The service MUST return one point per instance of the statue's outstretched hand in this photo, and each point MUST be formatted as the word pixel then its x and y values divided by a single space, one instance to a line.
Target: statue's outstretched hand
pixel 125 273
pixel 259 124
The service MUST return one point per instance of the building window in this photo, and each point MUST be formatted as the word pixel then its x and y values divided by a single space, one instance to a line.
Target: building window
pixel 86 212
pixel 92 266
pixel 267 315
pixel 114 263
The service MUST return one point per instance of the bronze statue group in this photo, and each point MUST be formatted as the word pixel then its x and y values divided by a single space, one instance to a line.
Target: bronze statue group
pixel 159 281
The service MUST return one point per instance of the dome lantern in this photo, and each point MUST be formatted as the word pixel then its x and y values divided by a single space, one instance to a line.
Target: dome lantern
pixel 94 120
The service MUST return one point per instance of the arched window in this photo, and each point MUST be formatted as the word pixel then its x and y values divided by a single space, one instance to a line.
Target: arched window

#####

GIVEN PROBLEM >>
Copy all the rows above again, changing "service" to "labeler" throughout and leaving everything else untouched.

ANSWER TO THIS PROBLEM >>
The labeler MUST return one point per instance of the statue's outstretched hand in this photo, and each point MUST be formatted as the word pixel then its x and y values divided by a single space, one instance to a line.
Target: statue's outstretched hand
pixel 125 273
pixel 259 124
The labeler MUST return one point per instance of the building window in this photo, and each point MUST be formatted as the word pixel then its x and y values divided by a single space, one instance to a line.
Target: building window
pixel 86 212
pixel 92 266
pixel 267 315
pixel 114 263
The labeler MUST return one point per instance of the bronze statue group in this photo, and each point MUST be formatted as the word pixel then its x and y values divided by a single space, one instance to a line.
Target: bronze statue group
pixel 159 281
The labeler MUST return one point per instance of the dome lantern in this photo, and each point MUST be formatted as the word pixel then its x and y values divided by a single space, one instance to a line.
Target: dome lantern
pixel 94 120
The labeler MUST return one point per instance of the arched window in this photo, and each point MUST be formatted as the word pixel then its x and y values divided by a single space, one instance to a line.
Target: arched window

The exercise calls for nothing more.